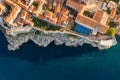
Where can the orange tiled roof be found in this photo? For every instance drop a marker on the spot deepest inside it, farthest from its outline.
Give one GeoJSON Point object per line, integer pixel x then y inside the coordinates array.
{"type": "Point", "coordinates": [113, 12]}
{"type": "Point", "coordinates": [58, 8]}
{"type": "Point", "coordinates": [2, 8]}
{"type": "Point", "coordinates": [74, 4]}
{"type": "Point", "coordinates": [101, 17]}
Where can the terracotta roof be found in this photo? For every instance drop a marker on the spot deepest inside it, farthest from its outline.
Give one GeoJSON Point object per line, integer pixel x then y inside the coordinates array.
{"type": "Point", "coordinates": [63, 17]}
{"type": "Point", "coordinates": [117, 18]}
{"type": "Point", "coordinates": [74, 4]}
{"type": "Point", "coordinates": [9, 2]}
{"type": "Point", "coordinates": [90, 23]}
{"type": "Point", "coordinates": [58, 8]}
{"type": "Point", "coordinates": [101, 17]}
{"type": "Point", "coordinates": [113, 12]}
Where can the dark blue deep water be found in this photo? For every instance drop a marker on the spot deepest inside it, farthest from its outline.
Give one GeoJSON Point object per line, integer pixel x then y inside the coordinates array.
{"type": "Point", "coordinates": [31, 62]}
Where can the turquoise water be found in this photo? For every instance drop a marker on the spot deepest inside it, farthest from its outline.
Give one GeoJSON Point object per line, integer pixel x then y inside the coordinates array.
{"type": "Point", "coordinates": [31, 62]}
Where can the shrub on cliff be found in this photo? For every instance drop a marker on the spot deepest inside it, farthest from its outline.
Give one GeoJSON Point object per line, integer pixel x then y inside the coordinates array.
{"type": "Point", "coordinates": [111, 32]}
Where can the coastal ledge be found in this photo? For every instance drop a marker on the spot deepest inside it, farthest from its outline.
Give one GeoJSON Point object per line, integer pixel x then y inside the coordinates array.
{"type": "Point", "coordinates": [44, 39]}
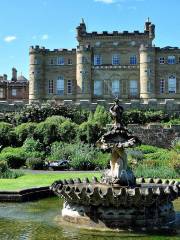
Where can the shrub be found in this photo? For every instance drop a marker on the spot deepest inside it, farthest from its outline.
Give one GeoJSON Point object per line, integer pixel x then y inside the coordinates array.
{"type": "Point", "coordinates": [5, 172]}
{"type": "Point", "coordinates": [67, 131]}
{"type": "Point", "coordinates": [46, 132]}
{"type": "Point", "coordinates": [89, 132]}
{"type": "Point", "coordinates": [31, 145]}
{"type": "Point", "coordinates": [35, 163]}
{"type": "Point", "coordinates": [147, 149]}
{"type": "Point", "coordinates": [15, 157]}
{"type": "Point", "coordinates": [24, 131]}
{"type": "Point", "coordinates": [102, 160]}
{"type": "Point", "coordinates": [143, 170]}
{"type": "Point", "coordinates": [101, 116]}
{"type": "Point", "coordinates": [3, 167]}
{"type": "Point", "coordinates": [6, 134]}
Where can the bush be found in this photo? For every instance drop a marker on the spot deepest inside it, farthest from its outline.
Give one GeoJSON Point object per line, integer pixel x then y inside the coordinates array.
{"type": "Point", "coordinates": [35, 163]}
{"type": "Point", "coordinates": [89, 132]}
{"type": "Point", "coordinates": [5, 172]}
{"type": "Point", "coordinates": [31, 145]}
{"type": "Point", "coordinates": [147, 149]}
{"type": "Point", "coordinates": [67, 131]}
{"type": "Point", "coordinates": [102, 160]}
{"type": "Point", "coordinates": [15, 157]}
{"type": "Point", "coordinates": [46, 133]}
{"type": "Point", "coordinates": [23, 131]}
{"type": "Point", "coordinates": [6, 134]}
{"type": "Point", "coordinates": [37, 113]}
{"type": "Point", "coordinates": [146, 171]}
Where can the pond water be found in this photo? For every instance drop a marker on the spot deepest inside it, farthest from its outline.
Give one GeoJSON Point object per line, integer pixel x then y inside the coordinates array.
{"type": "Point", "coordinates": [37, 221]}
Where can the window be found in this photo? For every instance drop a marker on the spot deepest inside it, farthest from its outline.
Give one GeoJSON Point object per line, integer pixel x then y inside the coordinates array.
- - - -
## WRITTEN REQUEST
Recast all of the data above as a JSON array of strings, one string per line, leaving out blank lines and the picture placeholders.

## WRITTEN SOLUTION
[
  "Where can the orange tiled roof be found in this photo? For every instance drop a marker on the spot deepest inside it, farthest from its outline.",
  "Give one GeoJSON Point object per line, integer pixel x then y inside the coordinates array.",
  "{\"type\": \"Point\", \"coordinates\": [113, 12]}",
  "{\"type\": \"Point\", \"coordinates\": [58, 8]}",
  "{\"type\": \"Point\", \"coordinates\": [2, 8]}",
  "{\"type\": \"Point\", \"coordinates\": [74, 4]}",
  "{\"type\": \"Point\", \"coordinates\": [101, 17]}",
  "Where can the terracotta roof be found in this photo? For every instance drop a marker on the spot deepest inside it, farthest from its outline.",
  "Give one GeoJSON Point object per line, integer pixel x then y inside the coordinates array.",
  "{\"type\": \"Point\", \"coordinates\": [63, 17]}",
  "{\"type\": \"Point\", \"coordinates\": [117, 18]}",
  "{\"type\": \"Point\", \"coordinates\": [74, 4]}",
  "{\"type\": \"Point\", \"coordinates\": [9, 2]}",
  "{\"type\": \"Point\", \"coordinates\": [90, 23]}",
  "{\"type\": \"Point\", \"coordinates\": [58, 8]}",
  "{\"type\": \"Point\", \"coordinates\": [101, 17]}",
  "{\"type\": \"Point\", \"coordinates\": [113, 12]}",
  "Where can the dark blue deep water be found in this photo? For every instance drop a marker on the spot deepest inside it, farthest from its outline.",
  "Give one GeoJSON Point object per line, integer pixel x then y inside the coordinates array.",
  "{\"type\": \"Point\", \"coordinates\": [31, 62]}",
  "Where can the turquoise water be found in this photo? For every instance drop a marker on the spot deepest inside it, farthest from its outline.",
  "Give one GeoJSON Point object per line, integer pixel x then y inside the coordinates array.",
  "{\"type\": \"Point\", \"coordinates\": [31, 62]}",
  "Where can the shrub on cliff be found in this photo? For every instance drop a marker on the spot deepest inside it, farthest from its outline.",
  "Give one GeoJSON Point object per line, integer pixel x then y inside the coordinates array.",
  "{\"type\": \"Point\", \"coordinates\": [111, 32]}",
  "Where can the coastal ledge be found in this photo? For every instance drop a marker on the spot deepest inside it, farthest from its outline.",
  "Give one GeoJSON Point object per line, integer pixel x then y inside the coordinates array.",
  "{\"type\": \"Point\", \"coordinates\": [44, 39]}",
  "Where can the shrub be found in this photo? For every instance drop a marker on the spot deepest inside it, farthest from its outline.",
  "Give one GeoJSON Point object per line, integer pixel x then y inside the coordinates array.",
  "{\"type\": \"Point\", \"coordinates\": [5, 172]}",
  "{\"type\": \"Point\", \"coordinates\": [67, 131]}",
  "{\"type\": \"Point\", \"coordinates\": [46, 132]}",
  "{\"type\": \"Point\", \"coordinates\": [89, 132]}",
  "{\"type\": \"Point\", \"coordinates\": [31, 145]}",
  "{\"type\": \"Point\", \"coordinates\": [35, 163]}",
  "{\"type\": \"Point\", \"coordinates\": [147, 149]}",
  "{\"type\": \"Point\", \"coordinates\": [15, 157]}",
  "{\"type\": \"Point\", \"coordinates\": [24, 131]}",
  "{\"type\": \"Point\", \"coordinates\": [102, 160]}",
  "{\"type\": \"Point\", \"coordinates\": [143, 170]}",
  "{\"type\": \"Point\", \"coordinates\": [101, 116]}",
  "{\"type\": \"Point\", \"coordinates\": [3, 167]}",
  "{\"type\": \"Point\", \"coordinates\": [6, 134]}",
  "Where can the bush be found in this photo? For every instance drop a marker on the spot deepest inside it, farthest from its outline.",
  "Give one GeoJSON Point object per line, integer pixel x then y inside the coordinates array.",
  "{\"type\": \"Point\", \"coordinates\": [35, 163]}",
  "{\"type\": \"Point\", \"coordinates\": [89, 132]}",
  "{\"type\": \"Point\", \"coordinates\": [5, 172]}",
  "{\"type\": \"Point\", \"coordinates\": [31, 145]}",
  "{\"type\": \"Point\", \"coordinates\": [147, 149]}",
  "{\"type\": \"Point\", \"coordinates\": [67, 131]}",
  "{\"type\": \"Point\", \"coordinates\": [102, 160]}",
  "{\"type\": \"Point\", \"coordinates\": [15, 157]}",
  "{\"type\": \"Point\", \"coordinates\": [46, 133]}",
  "{\"type\": \"Point\", \"coordinates\": [23, 131]}",
  "{\"type\": \"Point\", \"coordinates\": [6, 134]}",
  "{\"type\": \"Point\", \"coordinates\": [37, 113]}",
  "{\"type\": \"Point\", \"coordinates\": [146, 171]}",
  "Where can the pond water be found in this photo? For every instance drop a marker on the spot deepest inside it, farthest from its outline.",
  "Give one GeoJSON Point object per line, integer pixel x then y inside the coordinates array.",
  "{\"type\": \"Point\", \"coordinates\": [37, 221]}",
  "Where can the window be found in this photo? For every instance drop a marker on the spot deepest inside it, farthest from its outline.",
  "Give one GeoJSON Point object per line, integer pixel x then y inside the coordinates array."
]